**** PROVIDED RECORDS
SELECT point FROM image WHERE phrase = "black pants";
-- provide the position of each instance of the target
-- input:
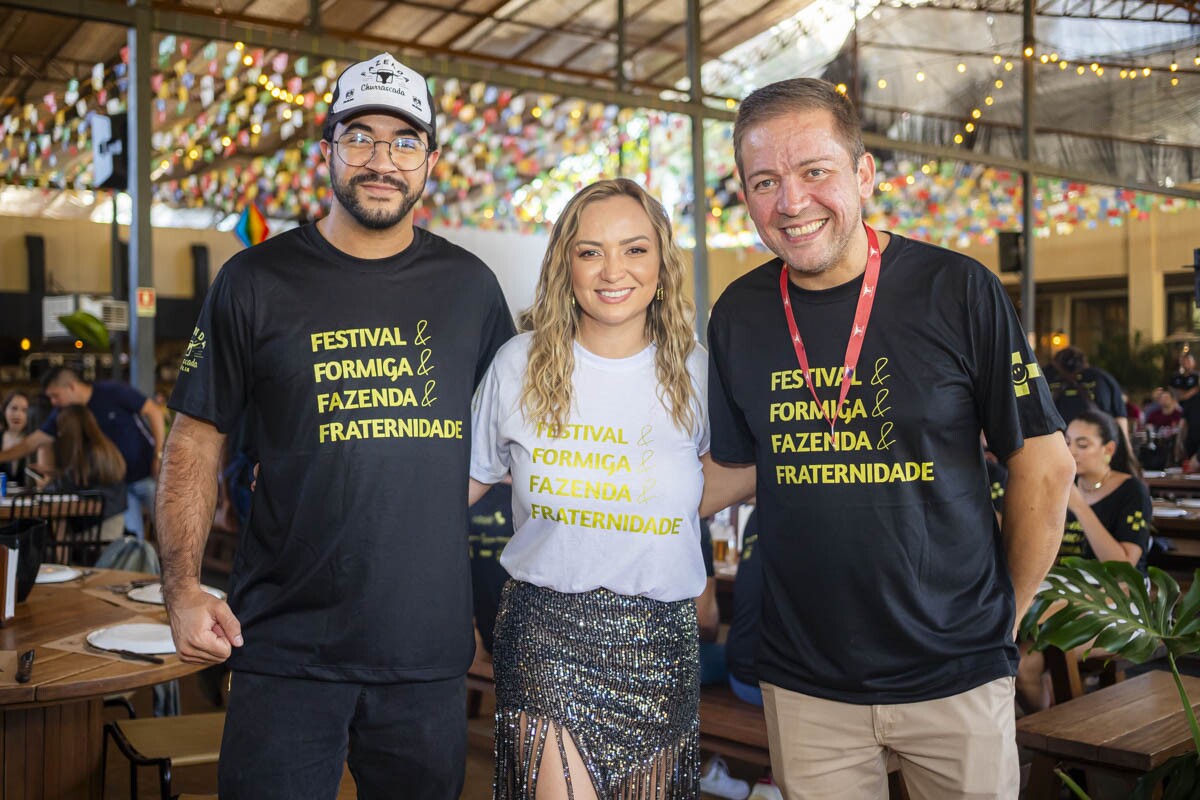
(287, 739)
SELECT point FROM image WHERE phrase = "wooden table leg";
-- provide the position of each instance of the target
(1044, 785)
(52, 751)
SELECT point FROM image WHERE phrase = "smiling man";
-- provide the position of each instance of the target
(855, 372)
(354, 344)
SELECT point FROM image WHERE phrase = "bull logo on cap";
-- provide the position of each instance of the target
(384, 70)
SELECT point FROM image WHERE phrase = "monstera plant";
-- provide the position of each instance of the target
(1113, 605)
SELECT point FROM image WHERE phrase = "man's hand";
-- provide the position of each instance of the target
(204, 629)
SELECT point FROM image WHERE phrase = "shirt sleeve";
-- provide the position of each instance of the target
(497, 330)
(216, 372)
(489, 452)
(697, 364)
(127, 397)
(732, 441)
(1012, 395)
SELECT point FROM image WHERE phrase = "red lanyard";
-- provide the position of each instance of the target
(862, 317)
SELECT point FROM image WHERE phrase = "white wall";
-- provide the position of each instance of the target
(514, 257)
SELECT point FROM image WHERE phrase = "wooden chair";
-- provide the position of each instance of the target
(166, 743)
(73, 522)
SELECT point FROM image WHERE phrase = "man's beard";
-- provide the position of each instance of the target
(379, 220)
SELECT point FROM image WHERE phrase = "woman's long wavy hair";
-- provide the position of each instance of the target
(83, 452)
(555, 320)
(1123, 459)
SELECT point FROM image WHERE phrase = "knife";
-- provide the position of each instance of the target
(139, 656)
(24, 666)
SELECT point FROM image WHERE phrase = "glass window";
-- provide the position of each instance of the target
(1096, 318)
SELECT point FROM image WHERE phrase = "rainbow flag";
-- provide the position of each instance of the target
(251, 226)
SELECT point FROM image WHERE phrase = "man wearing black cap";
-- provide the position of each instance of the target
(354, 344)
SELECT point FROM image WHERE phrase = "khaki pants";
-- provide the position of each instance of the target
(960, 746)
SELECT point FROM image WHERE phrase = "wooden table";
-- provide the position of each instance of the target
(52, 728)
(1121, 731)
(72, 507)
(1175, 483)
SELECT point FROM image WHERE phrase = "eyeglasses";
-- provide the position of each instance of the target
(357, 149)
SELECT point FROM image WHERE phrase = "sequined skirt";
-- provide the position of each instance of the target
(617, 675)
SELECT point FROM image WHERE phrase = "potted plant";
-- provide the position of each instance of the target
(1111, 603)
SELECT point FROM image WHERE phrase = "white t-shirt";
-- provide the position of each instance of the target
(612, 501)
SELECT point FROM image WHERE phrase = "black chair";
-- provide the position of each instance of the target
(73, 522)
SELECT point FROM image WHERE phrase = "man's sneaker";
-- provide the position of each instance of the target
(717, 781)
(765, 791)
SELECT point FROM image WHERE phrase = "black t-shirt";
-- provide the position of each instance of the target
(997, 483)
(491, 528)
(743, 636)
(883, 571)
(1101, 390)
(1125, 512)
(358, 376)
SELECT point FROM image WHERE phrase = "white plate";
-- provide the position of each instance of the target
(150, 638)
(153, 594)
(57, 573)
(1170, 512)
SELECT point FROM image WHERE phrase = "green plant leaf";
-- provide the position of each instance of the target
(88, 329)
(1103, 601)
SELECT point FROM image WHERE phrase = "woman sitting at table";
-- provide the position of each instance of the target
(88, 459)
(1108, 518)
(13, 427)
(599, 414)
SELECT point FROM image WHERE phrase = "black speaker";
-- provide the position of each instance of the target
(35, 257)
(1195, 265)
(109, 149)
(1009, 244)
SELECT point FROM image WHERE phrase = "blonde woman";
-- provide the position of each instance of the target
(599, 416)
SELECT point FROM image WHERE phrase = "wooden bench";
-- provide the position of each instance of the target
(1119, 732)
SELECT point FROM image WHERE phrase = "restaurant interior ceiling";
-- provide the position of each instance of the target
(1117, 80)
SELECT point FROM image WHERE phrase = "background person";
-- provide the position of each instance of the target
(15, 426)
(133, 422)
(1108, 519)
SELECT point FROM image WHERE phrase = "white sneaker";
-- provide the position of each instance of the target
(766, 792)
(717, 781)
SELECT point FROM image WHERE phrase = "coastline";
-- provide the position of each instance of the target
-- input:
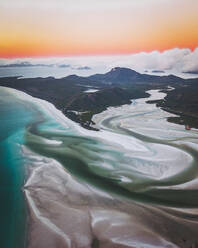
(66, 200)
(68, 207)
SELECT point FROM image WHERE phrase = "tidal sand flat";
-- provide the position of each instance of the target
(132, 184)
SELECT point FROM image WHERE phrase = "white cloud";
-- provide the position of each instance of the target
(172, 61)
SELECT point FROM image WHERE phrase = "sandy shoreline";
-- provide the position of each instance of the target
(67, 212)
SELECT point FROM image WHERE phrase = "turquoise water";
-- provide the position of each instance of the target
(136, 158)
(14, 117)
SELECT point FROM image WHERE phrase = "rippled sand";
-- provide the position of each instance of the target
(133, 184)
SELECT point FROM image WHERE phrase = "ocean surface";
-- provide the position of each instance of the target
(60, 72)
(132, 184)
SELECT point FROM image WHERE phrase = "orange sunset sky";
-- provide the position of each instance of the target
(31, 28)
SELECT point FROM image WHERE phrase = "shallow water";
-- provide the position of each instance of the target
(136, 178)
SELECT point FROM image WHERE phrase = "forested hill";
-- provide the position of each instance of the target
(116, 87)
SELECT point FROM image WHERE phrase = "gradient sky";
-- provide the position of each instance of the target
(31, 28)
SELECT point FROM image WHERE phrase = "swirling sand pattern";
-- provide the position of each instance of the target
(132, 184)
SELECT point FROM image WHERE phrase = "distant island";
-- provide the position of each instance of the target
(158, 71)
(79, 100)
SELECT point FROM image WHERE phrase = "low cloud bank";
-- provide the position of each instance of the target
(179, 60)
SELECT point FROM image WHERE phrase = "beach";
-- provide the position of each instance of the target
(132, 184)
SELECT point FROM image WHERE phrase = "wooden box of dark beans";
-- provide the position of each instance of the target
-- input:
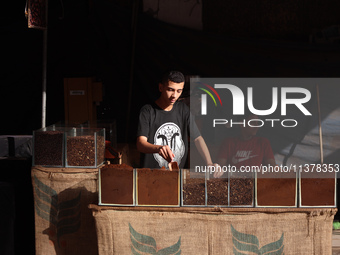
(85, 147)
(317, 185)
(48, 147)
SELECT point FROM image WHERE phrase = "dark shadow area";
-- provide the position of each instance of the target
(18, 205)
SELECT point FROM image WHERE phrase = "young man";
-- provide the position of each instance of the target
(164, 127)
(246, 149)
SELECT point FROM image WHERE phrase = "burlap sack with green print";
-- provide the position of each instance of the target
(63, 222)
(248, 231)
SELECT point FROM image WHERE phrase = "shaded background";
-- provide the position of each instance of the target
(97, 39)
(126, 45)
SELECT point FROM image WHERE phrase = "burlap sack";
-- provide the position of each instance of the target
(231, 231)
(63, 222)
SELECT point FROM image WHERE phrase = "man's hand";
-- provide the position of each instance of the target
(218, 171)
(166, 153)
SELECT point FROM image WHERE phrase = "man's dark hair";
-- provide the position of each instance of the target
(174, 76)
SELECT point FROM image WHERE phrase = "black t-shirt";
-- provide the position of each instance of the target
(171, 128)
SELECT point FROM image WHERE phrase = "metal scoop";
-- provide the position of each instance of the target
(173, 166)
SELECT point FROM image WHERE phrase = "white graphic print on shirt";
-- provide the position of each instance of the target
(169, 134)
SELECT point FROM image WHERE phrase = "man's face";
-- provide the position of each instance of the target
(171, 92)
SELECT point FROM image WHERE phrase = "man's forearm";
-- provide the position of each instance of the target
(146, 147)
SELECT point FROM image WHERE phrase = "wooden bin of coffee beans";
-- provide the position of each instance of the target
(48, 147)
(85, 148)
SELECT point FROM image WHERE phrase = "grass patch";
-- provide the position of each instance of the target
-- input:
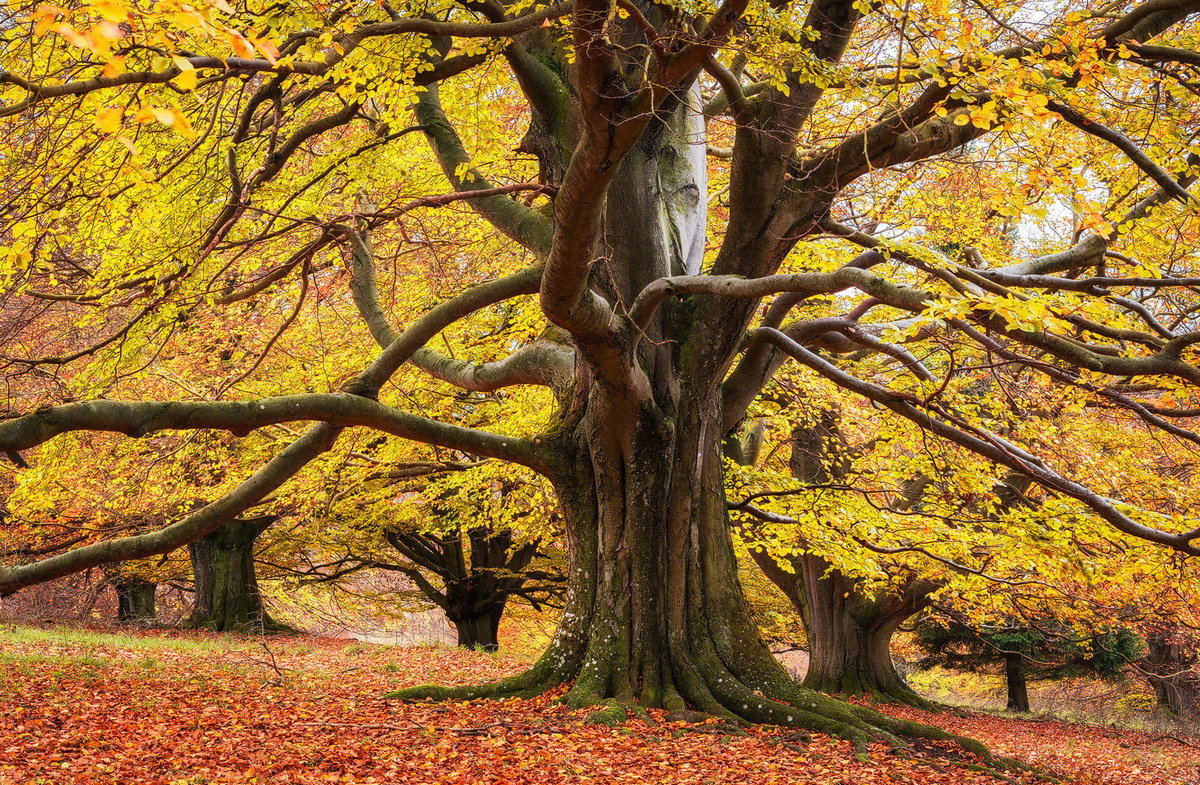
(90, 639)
********
Give again the lines from the line that contains "graphic print on" through the last line of the material above, exactly and with both ends included. Omit the pictures.

SELECT point FROM image WHERE phrase = "white graphic print on shirt";
-- provide the position of each instance of the target
(169, 134)
SELECT point FROM image WHERE phrase = "man's face";
-- provide the position of each instance of the target
(171, 92)
SELECT point FROM image WHERE phrase = "man's forearm";
-- provide the position of each instance of the target
(146, 147)
SELECT point FROM image WHERE phrase = "wooden bin of coffee beans";
-- provide the position of each instance of the target
(48, 147)
(85, 148)
SELECT point FROM image WHERE phrase = "grass patch";
-- provide the position of each instance of the target
-- input:
(90, 639)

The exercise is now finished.